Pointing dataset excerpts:
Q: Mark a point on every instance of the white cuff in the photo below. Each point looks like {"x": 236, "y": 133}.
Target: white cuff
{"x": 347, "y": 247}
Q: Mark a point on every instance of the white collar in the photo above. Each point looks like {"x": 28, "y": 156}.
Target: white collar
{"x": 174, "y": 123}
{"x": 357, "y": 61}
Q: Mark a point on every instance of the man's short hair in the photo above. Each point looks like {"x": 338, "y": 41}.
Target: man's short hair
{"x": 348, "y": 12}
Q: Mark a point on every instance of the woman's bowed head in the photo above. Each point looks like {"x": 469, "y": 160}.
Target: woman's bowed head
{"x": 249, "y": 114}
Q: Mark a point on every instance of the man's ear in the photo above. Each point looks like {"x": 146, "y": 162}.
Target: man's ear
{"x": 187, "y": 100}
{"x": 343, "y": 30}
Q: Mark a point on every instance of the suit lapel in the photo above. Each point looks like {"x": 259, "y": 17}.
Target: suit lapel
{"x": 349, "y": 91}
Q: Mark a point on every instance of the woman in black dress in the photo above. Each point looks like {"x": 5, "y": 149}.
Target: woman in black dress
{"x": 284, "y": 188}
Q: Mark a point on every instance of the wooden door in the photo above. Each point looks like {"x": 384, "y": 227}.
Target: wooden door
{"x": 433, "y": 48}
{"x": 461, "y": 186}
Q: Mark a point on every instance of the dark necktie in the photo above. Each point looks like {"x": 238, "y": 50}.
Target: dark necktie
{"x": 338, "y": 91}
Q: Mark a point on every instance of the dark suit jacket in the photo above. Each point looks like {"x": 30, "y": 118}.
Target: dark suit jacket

Problem statement: Make an exact copy of the data above.

Solution to this task:
Q: Mark a point on every instance of the white cuff in the photo below. Each point looks like {"x": 236, "y": 133}.
Target: white cuff
{"x": 347, "y": 247}
Q: Mark a point on every instance of the white collar in the photo above. Each point looks like {"x": 28, "y": 156}.
Target: white collar
{"x": 174, "y": 123}
{"x": 357, "y": 61}
Q: Mark a point on every instance of the man's short hair in the photo above. Each point looks like {"x": 338, "y": 41}.
Target: man's short hair
{"x": 348, "y": 12}
Q: Mark a point on every instance of the woman's bowed head in the photo above. Each point looks like {"x": 469, "y": 160}.
Target: woman's bowed head
{"x": 249, "y": 114}
Q: Mark a point on every instance of the man's ear in the photo above. Each point looks like {"x": 146, "y": 162}.
Target: man's ear
{"x": 187, "y": 100}
{"x": 343, "y": 30}
Q: Mark a point on every instance of the suit lapel in the photo above. Each point looks like {"x": 259, "y": 17}.
Target: suit lapel
{"x": 349, "y": 91}
Q: Mark a point on every instance of the woman in black dress in the photo above. Each point looks like {"x": 5, "y": 149}.
Target: woman in black dress
{"x": 284, "y": 188}
Q: Mark a point on every instance of the wooden door in the photo above. Each point looks like {"x": 384, "y": 227}.
Target: wooden door
{"x": 433, "y": 48}
{"x": 461, "y": 186}
Q: Mark a point on every instance of the dark necktie in the photo above. Each point looks like {"x": 238, "y": 50}.
Target: dark necktie
{"x": 338, "y": 91}
Q: Mark a point on every instance of the dark suit jacket in the photo above. Each point looks like {"x": 30, "y": 118}.
Target: dark suit jacket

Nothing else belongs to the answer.